Answer these questions using the article on cosmetics safety below.
1. Which organization is holding the conference at Harvard Medical School?
2. In the 2001 study, what amount of nail polish had the rats that became ill absorbed?
3. What book by Naomi Wolf does the article name?

PAGE EXTRACT:

_ _ _ _ _ _ _

Women can find anxiety everywhere these days, as evidenced by a recent trip down the magazine aisle: “Need aspirin– or an ambulance? How to diagnose the four scariest aches and pains.” “Are YOU a great manager?” “Displaying this emotion can endanger your life.”

And, appropriately enough, “Stress: Is it making you sick?”

As if women don’t have enough to worry about, some activists are trying to expand the list to include our makeup drawer. This month, a conference held at Harvard Medical School by Hurricane Voices, an activist organization focusing on breast cancer, will warn women of the “dangers” presented by items from face lotion to perfume. Activists in California, meanwhile, are urging high school girls to throw out their “dangerous” cosmetics in “Operation Beauty Drop.” In Europe, activists have convinced the government to ban the use of certain substances, known as phthalates, in cosmetics.

So are women being silently massacred by our mascara? Not exactly. In 2001, the Centers for Disease Control and Prevention studied the effects of these substances on rats. Analysts concluded that rats that became ill had absorbed the equivalent of four and a half bottles of nail polish a day for 70 years. The Food and Drug Administration examined this and other data and concluded that these ingredients are safe as used in cosmetics.

Why, then, did the European Union ban the use of phthalates in cosmetics? Because something called the “precautionary principle” says, in effect, we must assume every chemical is dangerous until it’s proven safe.

Proving something safe, of course, is an impossibly high standard. No one can prove that something will never, ever be harmful. But it’s a principle that these activists want to apply to our cosmetics.

Each day, people take calculated risks when we decide how to get to work and what to have for lunch. There is always a possibility of danger, but the risks need to be kept in perspective. Unfortunately, oftentimes, people overestimate some risks and overlook others. People who inflate the likelihood of a plane crash may opt to make a cross-country drive– actually increasing their odds of having a deadly accident.

But when it comes to cosmetics, an element of political correctness may also fuel this debate. Leftist feminists tend to resent women’s efforts to achieve physical attractiveness. Naomi Wolf’s “The Beauty Myth” focused on the detrimental impact that the quest for beauty plays in women’s lives. Feminists regularly attack women’s magazines that glorify often unattainable images of beauty and complain that women’s vanity is a product of a patriarchal society that compels women to attract and please men.

_ _ _ _ _ _ _

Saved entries
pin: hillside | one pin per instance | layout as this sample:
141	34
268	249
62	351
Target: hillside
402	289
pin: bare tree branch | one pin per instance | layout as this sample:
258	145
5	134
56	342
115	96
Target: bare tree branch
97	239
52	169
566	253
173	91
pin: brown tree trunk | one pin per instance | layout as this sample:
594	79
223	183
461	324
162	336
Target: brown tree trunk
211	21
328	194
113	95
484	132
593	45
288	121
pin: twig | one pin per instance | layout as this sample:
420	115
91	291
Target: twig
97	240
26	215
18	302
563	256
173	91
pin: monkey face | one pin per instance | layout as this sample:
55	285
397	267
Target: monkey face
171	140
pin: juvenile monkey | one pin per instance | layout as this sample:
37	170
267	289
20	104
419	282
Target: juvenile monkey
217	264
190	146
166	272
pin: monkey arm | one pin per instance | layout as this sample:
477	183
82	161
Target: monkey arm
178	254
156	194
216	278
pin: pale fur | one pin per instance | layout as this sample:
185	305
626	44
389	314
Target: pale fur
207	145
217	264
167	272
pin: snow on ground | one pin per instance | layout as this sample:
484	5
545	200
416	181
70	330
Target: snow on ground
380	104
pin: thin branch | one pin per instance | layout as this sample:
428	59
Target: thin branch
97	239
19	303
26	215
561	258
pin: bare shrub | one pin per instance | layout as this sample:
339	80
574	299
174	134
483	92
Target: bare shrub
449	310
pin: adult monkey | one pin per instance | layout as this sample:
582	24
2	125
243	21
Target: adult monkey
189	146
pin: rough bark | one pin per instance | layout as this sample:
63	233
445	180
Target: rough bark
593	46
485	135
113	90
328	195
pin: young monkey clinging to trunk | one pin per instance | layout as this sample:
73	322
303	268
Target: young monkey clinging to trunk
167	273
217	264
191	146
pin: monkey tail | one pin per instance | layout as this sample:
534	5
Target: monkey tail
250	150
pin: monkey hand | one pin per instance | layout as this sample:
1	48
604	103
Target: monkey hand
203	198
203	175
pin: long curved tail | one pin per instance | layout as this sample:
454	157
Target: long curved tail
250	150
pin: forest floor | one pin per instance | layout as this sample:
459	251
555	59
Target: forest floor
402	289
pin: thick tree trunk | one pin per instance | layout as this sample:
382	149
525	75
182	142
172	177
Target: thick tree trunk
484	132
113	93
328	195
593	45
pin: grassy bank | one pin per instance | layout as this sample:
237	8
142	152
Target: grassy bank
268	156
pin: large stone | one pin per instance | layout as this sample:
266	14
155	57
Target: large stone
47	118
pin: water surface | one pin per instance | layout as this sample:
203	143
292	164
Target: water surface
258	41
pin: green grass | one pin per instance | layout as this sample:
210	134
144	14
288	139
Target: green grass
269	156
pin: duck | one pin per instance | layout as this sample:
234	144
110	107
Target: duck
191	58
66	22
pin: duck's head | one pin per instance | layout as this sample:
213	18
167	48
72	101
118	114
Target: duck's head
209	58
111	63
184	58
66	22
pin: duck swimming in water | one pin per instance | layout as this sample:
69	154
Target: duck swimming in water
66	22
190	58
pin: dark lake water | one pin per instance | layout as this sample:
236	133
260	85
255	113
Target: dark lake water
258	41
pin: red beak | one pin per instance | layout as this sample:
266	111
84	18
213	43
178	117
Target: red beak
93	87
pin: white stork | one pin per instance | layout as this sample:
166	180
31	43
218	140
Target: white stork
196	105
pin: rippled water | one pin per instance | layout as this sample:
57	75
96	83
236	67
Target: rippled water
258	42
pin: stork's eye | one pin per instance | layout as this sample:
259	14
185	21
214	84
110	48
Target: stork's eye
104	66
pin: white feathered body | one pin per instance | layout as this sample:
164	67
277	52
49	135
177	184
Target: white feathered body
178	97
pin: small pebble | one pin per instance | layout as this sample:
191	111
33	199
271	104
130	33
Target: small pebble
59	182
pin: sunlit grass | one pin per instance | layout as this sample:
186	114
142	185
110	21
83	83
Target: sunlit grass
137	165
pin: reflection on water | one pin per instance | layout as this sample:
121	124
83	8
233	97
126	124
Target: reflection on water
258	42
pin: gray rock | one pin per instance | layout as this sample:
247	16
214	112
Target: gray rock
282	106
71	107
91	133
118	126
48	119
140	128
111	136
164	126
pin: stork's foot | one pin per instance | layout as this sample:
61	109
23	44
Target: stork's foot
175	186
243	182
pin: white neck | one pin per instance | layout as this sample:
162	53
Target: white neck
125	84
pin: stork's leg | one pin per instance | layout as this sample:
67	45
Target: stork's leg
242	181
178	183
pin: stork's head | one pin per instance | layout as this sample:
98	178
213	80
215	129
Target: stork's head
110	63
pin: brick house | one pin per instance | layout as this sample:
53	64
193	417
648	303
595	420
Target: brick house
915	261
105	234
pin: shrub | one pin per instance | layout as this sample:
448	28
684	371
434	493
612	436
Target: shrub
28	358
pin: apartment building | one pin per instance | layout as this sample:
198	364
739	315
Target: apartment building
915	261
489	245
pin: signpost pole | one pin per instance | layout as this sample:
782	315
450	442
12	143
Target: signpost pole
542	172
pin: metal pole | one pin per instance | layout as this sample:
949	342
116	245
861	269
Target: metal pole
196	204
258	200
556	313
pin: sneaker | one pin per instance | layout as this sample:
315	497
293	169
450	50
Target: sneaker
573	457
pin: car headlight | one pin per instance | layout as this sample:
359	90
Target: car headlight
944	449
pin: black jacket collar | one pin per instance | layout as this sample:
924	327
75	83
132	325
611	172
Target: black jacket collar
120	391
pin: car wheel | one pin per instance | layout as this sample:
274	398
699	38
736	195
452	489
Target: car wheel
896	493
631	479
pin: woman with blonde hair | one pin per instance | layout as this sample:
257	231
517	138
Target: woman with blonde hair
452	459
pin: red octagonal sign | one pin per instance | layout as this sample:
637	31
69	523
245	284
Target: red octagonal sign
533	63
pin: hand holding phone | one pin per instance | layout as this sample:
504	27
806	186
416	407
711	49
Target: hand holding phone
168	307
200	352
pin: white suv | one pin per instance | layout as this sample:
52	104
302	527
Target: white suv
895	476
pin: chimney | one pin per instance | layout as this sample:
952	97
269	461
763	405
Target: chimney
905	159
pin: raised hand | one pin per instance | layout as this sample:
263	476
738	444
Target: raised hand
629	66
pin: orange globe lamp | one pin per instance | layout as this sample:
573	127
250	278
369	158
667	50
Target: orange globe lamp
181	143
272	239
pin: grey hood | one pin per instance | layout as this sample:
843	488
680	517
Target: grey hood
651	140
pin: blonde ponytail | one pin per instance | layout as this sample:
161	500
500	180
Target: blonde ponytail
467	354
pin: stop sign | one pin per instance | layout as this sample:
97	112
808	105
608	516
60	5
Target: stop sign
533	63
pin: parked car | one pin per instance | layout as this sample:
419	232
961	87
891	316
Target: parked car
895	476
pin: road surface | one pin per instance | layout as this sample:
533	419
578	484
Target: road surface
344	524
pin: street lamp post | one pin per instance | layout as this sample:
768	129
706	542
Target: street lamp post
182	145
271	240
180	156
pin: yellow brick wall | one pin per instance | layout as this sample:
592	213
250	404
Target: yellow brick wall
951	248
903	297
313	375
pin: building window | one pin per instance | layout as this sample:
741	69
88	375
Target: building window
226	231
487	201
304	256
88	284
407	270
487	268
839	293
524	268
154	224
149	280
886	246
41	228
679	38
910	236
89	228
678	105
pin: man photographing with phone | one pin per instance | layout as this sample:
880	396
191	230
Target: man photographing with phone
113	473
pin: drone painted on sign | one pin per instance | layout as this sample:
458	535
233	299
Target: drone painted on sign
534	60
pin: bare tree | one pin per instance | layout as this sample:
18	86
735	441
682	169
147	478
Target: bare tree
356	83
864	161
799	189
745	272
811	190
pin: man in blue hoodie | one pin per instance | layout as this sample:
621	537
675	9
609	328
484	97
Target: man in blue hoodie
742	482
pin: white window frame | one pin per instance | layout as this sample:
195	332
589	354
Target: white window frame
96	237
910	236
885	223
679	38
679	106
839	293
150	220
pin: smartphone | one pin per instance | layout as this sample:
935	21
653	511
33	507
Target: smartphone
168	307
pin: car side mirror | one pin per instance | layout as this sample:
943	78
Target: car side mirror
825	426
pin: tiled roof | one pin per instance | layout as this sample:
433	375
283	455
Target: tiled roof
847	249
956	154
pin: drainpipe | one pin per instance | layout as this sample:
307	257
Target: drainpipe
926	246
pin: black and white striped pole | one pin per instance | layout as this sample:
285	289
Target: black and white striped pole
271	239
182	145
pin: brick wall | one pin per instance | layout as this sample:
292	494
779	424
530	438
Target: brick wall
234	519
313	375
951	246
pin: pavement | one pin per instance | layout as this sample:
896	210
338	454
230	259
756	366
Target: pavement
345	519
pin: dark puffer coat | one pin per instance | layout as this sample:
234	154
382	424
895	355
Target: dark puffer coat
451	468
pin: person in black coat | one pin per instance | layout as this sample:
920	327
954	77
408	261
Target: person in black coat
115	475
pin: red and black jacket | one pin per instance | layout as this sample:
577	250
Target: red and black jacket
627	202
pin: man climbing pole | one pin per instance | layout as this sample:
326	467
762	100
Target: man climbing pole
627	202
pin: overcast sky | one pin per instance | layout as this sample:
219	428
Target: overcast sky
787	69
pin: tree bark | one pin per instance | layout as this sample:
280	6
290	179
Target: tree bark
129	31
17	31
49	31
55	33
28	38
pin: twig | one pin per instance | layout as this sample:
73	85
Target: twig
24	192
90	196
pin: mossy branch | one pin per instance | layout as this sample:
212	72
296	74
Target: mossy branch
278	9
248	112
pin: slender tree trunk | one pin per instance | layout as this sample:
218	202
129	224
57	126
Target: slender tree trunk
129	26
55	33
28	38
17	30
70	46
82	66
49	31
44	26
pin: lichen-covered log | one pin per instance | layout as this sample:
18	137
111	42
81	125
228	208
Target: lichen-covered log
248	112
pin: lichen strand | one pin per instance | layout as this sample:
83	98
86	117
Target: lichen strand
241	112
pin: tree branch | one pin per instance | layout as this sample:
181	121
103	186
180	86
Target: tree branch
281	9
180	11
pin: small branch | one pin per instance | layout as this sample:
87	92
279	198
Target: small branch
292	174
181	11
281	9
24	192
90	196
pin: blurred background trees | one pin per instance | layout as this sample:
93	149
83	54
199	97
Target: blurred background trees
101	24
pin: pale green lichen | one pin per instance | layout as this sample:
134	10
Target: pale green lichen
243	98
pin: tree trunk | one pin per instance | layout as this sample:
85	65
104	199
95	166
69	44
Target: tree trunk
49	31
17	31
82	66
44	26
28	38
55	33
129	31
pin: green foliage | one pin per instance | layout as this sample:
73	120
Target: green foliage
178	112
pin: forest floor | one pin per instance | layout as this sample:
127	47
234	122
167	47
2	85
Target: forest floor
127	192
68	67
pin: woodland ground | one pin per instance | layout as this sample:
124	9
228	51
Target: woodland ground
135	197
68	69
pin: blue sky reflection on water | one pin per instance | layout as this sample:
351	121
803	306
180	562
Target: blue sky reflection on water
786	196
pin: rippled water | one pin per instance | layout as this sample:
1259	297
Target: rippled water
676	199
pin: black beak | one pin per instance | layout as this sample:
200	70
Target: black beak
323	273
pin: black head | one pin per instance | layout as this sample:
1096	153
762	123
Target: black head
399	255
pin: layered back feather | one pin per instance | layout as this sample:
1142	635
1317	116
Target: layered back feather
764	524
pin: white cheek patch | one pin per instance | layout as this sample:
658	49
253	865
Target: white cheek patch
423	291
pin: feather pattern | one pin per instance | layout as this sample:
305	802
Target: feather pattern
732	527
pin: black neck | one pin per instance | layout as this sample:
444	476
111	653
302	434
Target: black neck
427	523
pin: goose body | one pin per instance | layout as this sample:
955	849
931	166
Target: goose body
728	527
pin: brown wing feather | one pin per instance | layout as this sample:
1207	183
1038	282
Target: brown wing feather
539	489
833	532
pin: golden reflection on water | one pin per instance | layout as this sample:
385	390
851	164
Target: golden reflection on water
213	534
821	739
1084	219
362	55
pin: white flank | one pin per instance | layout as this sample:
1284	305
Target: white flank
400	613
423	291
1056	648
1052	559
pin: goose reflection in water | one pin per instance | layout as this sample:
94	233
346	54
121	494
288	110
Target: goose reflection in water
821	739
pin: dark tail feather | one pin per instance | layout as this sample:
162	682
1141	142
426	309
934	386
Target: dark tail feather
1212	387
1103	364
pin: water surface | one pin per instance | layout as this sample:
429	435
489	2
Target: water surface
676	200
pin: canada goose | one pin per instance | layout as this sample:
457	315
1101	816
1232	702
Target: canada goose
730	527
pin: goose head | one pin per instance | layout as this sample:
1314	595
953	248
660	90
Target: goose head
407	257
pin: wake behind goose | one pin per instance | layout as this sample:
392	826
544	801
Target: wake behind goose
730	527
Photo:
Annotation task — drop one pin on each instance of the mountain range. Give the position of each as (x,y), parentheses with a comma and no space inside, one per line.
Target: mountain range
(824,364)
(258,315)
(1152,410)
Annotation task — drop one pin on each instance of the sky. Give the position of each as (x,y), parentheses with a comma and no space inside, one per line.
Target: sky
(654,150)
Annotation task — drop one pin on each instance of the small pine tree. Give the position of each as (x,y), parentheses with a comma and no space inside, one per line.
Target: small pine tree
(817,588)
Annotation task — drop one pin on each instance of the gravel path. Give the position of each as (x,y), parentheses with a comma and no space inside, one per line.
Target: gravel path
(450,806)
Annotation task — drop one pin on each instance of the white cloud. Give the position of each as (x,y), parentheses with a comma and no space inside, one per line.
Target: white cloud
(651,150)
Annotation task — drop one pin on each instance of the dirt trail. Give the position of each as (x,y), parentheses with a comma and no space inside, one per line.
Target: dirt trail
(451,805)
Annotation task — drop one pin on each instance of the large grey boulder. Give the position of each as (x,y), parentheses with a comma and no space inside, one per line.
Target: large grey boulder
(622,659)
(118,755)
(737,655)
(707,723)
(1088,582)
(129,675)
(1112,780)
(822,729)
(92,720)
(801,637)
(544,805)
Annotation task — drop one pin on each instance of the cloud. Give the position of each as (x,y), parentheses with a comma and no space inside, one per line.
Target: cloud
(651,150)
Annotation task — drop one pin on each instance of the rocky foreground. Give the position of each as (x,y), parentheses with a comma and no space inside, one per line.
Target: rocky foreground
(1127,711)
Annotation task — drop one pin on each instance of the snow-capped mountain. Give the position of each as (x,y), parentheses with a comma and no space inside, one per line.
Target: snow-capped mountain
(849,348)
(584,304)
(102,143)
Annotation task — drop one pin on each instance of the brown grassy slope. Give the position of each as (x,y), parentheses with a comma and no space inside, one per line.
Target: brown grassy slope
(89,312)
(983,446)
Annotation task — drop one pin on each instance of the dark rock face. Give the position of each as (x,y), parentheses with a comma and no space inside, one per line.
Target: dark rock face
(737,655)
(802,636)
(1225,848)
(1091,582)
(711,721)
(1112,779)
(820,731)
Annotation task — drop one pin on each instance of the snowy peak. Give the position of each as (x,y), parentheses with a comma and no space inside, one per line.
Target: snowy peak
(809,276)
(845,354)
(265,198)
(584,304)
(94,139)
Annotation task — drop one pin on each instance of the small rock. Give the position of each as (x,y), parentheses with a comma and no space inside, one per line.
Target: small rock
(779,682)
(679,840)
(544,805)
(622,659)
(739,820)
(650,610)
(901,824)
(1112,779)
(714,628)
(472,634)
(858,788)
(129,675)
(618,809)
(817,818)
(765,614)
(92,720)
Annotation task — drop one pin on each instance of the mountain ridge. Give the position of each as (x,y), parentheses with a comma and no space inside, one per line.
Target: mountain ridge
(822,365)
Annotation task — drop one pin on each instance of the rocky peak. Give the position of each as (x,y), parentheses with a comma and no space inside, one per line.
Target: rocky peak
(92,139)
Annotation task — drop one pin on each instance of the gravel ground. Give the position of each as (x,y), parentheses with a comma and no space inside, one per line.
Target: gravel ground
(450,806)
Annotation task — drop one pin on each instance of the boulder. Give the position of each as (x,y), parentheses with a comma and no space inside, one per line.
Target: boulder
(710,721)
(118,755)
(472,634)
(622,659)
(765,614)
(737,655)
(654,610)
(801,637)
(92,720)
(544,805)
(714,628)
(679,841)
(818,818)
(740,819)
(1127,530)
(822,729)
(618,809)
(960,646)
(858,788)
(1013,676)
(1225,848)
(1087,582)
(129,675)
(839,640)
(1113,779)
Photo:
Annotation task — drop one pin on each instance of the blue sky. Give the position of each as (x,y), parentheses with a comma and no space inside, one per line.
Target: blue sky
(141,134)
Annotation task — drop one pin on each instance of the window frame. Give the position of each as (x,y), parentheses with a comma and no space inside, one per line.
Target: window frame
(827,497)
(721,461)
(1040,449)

_ _ _ _ _ _ _

ANSWER:
1. Hurricane Voices
2. The equivalent of four and a half bottles a day for 70 years
3. "The Beauty Myth"